— What you should do —
Count the lines in the entries below that contain the string "water". Give only the number.

Dataset excerpts on object pointing:
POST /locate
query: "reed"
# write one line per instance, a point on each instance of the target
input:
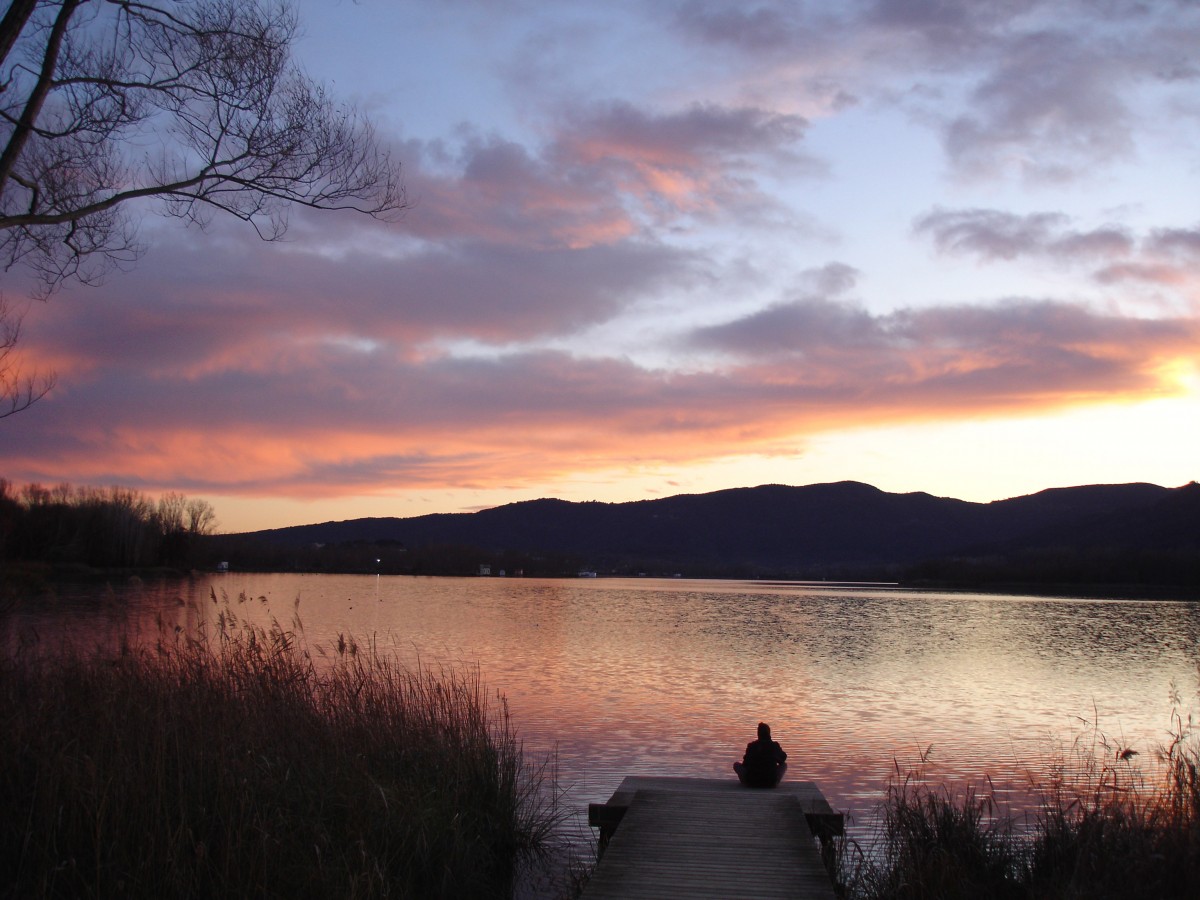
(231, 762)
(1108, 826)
* * *
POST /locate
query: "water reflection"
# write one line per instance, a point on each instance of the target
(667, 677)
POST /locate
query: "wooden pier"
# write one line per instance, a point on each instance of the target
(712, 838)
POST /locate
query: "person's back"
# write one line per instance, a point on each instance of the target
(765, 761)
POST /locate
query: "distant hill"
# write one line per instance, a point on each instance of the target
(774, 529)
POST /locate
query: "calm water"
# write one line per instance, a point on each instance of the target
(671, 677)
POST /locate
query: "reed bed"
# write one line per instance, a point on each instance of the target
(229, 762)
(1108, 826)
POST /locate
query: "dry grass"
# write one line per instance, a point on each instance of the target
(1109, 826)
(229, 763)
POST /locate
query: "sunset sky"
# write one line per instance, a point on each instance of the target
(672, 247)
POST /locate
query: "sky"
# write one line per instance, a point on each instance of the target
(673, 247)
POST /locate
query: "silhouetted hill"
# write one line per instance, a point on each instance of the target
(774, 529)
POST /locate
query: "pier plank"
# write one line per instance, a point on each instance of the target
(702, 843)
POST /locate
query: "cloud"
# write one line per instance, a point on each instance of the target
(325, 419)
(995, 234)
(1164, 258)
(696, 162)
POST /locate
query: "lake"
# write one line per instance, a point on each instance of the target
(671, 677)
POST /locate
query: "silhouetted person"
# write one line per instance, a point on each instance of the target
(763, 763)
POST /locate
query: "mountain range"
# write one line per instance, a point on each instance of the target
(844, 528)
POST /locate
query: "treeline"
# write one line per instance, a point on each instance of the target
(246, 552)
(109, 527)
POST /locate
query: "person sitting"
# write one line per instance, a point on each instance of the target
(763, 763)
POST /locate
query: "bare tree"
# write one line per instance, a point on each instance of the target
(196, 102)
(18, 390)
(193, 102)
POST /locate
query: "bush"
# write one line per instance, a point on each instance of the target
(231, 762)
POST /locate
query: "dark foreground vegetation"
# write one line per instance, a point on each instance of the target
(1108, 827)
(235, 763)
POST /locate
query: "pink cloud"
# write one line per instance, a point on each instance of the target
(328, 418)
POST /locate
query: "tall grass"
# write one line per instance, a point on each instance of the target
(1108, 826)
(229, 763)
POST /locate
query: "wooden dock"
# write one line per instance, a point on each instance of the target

— Result of the exercise —
2